**Problems**
(1) From the review of The New Real, extract the passage starting with "How useful is" and going on through "our present moment?".
(2) Answer these questions using the review of The New Real:
(a) Which actor plays Harvard professor Kenneth Helms?
(b) What is the title of David Edgar's 1975 play about the far right in Britain?
(c) In which venue was the production staged?
(3) List every actor named in the review of The New Real, along with the character each one plays.
== Quoted passage ==
Culture writer Joel Bishton reviews The New Real, praising the skilled and dynamic acting but finding its treatment of political themes to lack the necessary time and nuance

Written by Joel Bishton
3rd Year History student. Interested in nerdy film, tv and musicals
Published
Images by Ikin Yum

How useful is the political play as a form? That is the question I was left with as I left the RSC and Headlong’s new production of David Edgar’s The New Real at The Other Place in Stratford. Is it a genuine expression of political ideas, or just two people shouting their views at each other? Is it possible to look back at a single point in history and identify the seeds of our present moment?

Before the play starts, the screens in the set play a montage of scene-setting footage (a joy for a political and history junkie like me). These screens also help to establish scenes, starting with a lecture hall in the 1990s and a lecture by Harvard professor Kenneth Helms (Daon Broni) setting out the context of Eastern Europe. We also see a men’s bathroom where two political strategists – Rachel Moss (Martina Laird) and Larry Yeates (Lloyd Owen) play out the classic political strategist argument: how far do we go to win? Do we play fairly or do we use ‘dirty tricks’? Moss is then hired to advise a presidential candidate in a fictional European country on how to fight and win an ethical campaign. She takes her Northern polling guru Caro (Jodie McNee) to advise her. To say any more risks ruining the surprises but these decisions and this election will, the play argues, impact the current day.

The major problem with The New Real is its ambition

This play fits neatly into two aspects of David Edgar’s career. It’s his tenth play at the RSC (he has written a show in the RSC every decade since the 1970s) and is a natural follow-up to his unplanned trilogy of plays about a fictional Eastern European country, jokingly christened ‘Edgravia’ (1990’s The Shape of the Table, 1994’s Pentecost and 2001’s The Prisoner’s Dilemma). He has also written prominently about politics, attracting controversy for his 1975 play Destiny about the far right in Britain, also performed at the RSC.

Regrettably, there are problems with the play. It risks hammering home the connection between then and now by quoting fragments of later political discourse. ‘Citizens of nowhere’, the ‘liberal elite’ and ideas of ‘perversion’ all get a namecheck here, all arguably too early. If you were being charitable, you would argue that Edgar is asserting that the roots of this discourse is in this earlier period, but this seems like a logical fallacy.
===
== Data lines ==
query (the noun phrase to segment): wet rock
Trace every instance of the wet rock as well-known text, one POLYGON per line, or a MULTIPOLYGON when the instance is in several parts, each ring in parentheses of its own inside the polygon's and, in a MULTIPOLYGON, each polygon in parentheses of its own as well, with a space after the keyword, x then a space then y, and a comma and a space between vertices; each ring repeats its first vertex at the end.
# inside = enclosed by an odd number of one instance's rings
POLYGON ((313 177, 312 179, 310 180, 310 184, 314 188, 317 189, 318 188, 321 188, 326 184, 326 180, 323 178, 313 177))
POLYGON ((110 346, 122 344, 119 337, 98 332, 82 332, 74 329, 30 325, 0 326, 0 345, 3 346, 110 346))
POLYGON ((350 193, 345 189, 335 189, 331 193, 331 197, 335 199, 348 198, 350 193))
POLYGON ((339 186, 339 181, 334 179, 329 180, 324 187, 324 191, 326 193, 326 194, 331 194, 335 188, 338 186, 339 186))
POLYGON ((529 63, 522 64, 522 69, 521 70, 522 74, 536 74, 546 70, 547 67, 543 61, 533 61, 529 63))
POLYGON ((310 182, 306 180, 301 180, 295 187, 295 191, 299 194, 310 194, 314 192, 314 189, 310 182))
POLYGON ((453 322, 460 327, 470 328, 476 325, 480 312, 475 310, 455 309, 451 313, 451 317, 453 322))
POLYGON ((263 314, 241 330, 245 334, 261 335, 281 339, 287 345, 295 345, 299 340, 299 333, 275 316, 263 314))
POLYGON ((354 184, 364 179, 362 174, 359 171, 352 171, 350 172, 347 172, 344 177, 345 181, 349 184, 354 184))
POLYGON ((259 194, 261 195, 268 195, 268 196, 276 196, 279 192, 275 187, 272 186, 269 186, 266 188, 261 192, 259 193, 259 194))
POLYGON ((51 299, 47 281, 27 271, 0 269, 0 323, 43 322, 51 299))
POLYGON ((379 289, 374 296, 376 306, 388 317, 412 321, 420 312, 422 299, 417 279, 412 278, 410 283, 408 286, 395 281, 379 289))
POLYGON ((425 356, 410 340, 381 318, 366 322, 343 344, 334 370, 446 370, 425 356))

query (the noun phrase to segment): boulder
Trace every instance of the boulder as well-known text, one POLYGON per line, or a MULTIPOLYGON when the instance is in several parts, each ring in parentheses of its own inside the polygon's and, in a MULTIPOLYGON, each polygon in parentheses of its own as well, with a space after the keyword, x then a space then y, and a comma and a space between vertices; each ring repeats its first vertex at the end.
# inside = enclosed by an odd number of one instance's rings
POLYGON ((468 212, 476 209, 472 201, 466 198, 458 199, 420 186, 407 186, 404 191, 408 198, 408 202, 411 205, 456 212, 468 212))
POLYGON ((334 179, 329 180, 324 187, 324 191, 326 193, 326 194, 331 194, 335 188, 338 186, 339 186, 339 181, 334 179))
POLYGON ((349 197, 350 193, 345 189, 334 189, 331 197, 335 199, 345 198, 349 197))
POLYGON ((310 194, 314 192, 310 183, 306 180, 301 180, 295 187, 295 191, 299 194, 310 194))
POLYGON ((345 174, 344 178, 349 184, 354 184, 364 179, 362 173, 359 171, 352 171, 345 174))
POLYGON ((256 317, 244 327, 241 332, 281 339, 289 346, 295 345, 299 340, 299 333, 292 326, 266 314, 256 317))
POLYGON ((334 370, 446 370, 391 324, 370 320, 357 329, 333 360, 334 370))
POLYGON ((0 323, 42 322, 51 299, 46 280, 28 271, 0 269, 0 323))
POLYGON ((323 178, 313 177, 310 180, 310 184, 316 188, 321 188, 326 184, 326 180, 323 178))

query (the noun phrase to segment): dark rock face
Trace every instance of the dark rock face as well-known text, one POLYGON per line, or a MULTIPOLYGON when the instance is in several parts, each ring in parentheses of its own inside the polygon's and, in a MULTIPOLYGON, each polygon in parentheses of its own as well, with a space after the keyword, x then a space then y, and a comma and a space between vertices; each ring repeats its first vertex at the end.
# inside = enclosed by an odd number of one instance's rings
===
**Final results**
(1)
How useful is the political play as a form? That is the question I was left with as I left the RSC and Headlong’s new production of David Edgar’s The New Real at The Other Place in Stratford. Is it a genuine expression of political ideas, or just two people shouting their views at each other? Is it possible to look back at a single point in history and identify the seeds of our present moment?

(2)
(a) Daon Broni
(b) Destiny
(c) The Other Place in Stratford

(3)
Daon Broni: Kenneth Helms
Martina Laird: Rachel Moss
Lloyd Owen: Larry Yeates
Jodie McNee: Caro